**Problem description**
Write out, exactly and only, the lines that run from the top of the records to the line with "Query: bright pink flower". Include both ends; exclude pictures.

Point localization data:
╔══

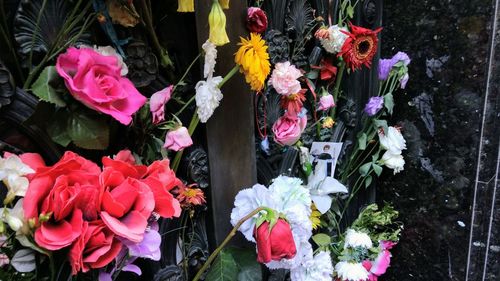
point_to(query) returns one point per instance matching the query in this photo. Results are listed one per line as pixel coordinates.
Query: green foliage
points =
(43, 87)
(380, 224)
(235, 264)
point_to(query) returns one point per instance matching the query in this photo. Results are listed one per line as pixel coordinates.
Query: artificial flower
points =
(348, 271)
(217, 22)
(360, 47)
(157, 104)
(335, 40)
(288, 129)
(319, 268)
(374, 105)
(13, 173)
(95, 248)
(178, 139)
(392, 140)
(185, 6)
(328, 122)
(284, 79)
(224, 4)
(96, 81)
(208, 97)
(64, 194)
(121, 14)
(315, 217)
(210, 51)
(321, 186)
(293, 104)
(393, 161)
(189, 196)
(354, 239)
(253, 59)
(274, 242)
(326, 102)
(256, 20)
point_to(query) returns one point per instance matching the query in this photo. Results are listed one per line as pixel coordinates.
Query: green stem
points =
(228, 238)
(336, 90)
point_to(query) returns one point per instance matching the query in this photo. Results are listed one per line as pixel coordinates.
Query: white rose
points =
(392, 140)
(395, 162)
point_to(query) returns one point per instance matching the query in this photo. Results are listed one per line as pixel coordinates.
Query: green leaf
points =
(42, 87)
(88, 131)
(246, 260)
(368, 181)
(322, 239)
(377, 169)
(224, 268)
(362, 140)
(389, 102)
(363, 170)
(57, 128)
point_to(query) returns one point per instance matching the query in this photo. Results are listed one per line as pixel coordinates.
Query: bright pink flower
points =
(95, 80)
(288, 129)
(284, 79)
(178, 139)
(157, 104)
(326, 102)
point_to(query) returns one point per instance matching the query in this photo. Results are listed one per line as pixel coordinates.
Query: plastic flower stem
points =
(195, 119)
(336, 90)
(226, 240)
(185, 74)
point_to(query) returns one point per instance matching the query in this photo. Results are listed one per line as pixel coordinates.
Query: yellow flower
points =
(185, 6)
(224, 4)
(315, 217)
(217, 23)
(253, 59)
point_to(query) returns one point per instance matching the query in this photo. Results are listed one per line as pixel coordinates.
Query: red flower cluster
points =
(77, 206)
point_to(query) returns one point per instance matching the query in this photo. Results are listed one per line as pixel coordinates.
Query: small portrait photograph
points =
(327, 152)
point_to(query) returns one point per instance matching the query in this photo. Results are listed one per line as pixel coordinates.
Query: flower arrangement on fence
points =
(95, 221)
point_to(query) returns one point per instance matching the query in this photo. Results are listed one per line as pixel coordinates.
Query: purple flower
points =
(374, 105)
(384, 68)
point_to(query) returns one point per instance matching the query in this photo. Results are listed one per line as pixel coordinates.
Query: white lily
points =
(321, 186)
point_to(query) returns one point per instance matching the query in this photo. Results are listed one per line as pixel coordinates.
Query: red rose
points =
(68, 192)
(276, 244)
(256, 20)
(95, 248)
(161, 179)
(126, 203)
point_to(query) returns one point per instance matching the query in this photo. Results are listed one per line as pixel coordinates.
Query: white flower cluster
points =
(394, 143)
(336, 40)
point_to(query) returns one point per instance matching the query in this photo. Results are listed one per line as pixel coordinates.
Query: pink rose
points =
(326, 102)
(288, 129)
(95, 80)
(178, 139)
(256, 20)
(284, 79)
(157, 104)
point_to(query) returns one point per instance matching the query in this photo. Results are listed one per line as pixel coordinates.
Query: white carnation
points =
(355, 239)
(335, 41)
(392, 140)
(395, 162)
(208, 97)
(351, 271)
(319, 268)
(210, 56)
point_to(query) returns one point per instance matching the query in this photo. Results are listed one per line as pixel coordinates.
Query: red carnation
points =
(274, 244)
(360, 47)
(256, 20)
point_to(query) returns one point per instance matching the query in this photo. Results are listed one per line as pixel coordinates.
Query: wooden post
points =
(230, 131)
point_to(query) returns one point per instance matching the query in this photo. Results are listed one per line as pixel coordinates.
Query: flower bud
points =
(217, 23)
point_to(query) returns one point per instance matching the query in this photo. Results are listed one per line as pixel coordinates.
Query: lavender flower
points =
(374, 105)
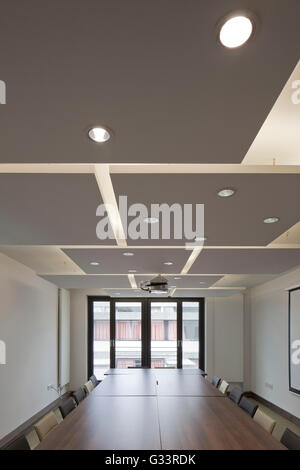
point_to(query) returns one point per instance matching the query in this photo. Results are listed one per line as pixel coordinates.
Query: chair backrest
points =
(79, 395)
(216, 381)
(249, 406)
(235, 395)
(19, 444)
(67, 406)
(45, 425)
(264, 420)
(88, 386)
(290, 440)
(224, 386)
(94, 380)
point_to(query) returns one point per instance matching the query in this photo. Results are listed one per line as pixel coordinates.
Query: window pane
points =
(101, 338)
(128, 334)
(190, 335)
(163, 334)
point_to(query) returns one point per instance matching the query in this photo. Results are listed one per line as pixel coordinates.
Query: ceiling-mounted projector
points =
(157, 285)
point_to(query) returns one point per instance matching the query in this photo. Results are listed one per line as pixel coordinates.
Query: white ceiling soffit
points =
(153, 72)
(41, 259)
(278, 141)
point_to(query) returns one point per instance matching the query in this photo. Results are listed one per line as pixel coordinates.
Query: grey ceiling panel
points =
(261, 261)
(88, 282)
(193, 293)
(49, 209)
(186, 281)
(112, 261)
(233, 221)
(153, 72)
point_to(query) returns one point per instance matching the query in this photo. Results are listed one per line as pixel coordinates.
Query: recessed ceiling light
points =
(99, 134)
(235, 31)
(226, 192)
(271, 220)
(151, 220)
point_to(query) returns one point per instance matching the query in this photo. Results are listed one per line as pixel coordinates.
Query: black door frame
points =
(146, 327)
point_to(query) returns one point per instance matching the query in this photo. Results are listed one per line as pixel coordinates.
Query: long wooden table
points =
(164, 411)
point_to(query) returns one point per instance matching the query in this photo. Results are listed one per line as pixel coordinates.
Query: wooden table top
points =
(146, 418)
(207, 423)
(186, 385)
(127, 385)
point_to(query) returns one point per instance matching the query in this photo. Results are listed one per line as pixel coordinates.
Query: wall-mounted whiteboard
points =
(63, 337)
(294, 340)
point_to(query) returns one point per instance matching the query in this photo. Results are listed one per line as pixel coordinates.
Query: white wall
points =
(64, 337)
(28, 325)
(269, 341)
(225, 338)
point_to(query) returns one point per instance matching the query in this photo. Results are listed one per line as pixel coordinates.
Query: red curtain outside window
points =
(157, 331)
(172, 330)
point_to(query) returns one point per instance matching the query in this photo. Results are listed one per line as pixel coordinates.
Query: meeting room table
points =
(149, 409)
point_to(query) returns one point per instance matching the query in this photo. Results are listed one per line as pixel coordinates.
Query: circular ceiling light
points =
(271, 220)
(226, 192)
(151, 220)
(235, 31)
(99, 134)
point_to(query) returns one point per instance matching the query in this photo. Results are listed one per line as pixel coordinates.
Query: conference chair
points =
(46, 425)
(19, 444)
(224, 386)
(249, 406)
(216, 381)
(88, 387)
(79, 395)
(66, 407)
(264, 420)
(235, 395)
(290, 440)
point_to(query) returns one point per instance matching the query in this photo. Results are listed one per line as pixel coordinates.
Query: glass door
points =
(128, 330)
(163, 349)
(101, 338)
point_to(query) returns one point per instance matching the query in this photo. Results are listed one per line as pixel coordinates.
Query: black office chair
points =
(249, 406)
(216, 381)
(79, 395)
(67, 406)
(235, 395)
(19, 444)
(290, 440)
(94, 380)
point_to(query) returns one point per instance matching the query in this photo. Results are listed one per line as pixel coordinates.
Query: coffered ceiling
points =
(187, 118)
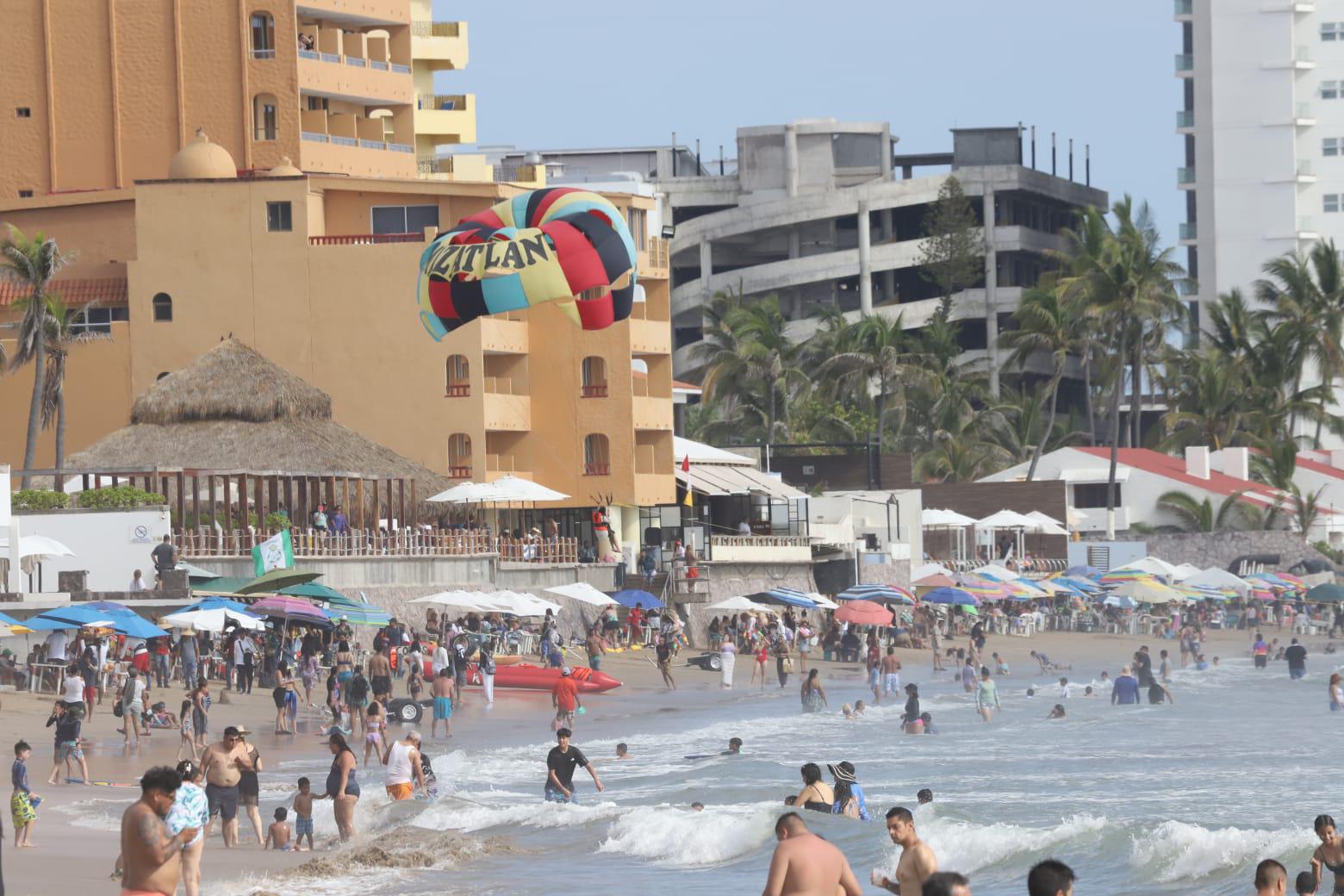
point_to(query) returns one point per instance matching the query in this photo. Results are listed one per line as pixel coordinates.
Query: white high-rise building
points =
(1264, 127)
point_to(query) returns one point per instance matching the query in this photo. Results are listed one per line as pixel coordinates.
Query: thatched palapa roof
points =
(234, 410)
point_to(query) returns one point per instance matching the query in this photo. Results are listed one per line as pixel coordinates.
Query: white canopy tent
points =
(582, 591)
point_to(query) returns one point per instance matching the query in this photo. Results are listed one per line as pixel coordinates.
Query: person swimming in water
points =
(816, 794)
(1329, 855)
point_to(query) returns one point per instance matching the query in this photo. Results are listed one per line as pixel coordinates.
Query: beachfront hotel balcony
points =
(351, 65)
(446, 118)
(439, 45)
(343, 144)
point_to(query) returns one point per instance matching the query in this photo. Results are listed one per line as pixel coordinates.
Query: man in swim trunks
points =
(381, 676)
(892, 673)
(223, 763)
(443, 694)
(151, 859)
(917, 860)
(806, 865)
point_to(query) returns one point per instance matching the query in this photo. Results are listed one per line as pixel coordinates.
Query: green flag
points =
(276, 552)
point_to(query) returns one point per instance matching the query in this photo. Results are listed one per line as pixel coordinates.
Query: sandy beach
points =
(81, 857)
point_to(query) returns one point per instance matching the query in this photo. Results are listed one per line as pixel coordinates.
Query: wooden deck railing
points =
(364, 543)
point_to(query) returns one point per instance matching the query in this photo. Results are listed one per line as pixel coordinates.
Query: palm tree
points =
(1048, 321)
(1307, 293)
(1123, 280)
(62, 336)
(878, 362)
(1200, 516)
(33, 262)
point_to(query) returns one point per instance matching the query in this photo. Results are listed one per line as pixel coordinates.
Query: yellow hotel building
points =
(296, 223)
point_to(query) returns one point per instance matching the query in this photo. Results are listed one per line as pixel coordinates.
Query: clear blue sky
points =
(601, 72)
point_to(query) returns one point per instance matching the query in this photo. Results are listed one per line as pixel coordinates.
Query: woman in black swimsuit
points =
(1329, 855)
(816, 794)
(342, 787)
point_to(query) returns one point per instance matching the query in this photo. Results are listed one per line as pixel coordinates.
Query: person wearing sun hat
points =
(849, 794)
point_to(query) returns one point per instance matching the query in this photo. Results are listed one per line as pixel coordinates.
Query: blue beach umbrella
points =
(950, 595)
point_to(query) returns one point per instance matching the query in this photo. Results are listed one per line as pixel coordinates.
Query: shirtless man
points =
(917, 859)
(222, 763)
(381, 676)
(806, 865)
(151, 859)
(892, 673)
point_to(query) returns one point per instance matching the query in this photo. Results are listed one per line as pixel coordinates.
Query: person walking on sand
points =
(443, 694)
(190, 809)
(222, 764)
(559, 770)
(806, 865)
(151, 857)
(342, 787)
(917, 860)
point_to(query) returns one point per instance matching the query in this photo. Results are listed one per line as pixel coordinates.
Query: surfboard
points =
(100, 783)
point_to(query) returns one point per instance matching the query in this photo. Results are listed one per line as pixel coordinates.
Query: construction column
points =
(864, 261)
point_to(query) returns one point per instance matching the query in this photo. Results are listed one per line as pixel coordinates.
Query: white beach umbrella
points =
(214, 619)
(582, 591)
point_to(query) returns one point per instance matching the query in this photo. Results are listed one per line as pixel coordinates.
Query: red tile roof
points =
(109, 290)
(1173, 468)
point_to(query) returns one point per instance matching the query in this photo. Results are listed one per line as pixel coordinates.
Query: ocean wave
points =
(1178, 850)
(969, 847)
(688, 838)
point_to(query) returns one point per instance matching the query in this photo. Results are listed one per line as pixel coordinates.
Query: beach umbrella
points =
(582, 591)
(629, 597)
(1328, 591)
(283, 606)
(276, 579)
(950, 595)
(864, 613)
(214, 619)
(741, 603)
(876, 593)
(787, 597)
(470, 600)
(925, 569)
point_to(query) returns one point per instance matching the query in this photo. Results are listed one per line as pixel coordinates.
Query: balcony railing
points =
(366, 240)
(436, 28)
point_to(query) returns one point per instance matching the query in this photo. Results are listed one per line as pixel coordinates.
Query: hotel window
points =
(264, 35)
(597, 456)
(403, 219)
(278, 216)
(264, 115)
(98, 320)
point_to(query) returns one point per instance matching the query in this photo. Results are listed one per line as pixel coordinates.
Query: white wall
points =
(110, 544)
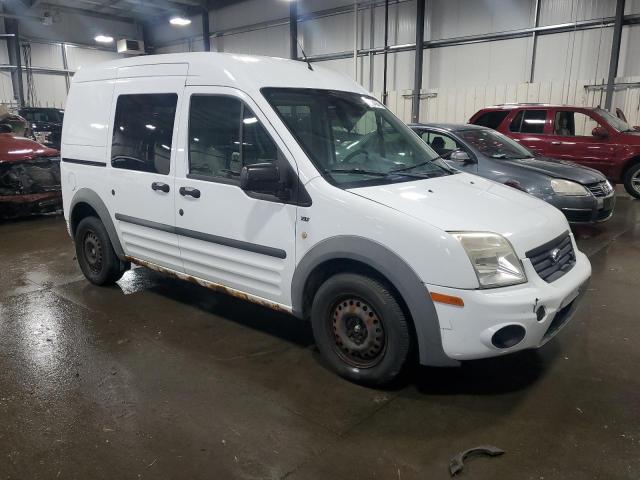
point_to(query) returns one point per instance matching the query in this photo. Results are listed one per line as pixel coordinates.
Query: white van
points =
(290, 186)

╚══

**Exercise response**
point_to(query) returns one point per instance matching the query in this photo. Results are listed one per line as pixel coordinates.
Query: green foliage
points =
(43, 87)
(380, 224)
(235, 264)
point_to(query) returns one point per instance matching the query in this photo. Results are listed one per line as pixel coordinates.
Query: artificial flower
points =
(348, 271)
(217, 22)
(360, 47)
(157, 104)
(335, 40)
(288, 129)
(319, 268)
(374, 105)
(13, 173)
(95, 248)
(178, 139)
(392, 140)
(185, 6)
(328, 122)
(284, 79)
(224, 4)
(96, 81)
(208, 97)
(64, 194)
(121, 14)
(315, 217)
(210, 51)
(321, 186)
(293, 104)
(393, 161)
(189, 196)
(354, 239)
(253, 59)
(274, 242)
(326, 102)
(256, 20)
point_to(query) returns one point per instance matching the query in this photo. Results are listed one per line as pixel coordinates.
Query: green stem
points =
(228, 238)
(336, 90)
point_to(query) returns one point per instance matching the query in this photo. Results are listed one per line as pixel coordinates.
Query: white rose
points =
(392, 140)
(395, 162)
point_to(query) returns one point per instance matching the query in this photo. Results are listed one per line as pixel coordinates.
Query: green leaf
points =
(42, 87)
(88, 131)
(246, 260)
(368, 181)
(322, 239)
(377, 169)
(224, 268)
(362, 140)
(389, 102)
(363, 170)
(57, 128)
point_to(query) returns one point per instance matching the query in this photo. Results are listed one per line as pixel coordinates.
Query: bright pink flower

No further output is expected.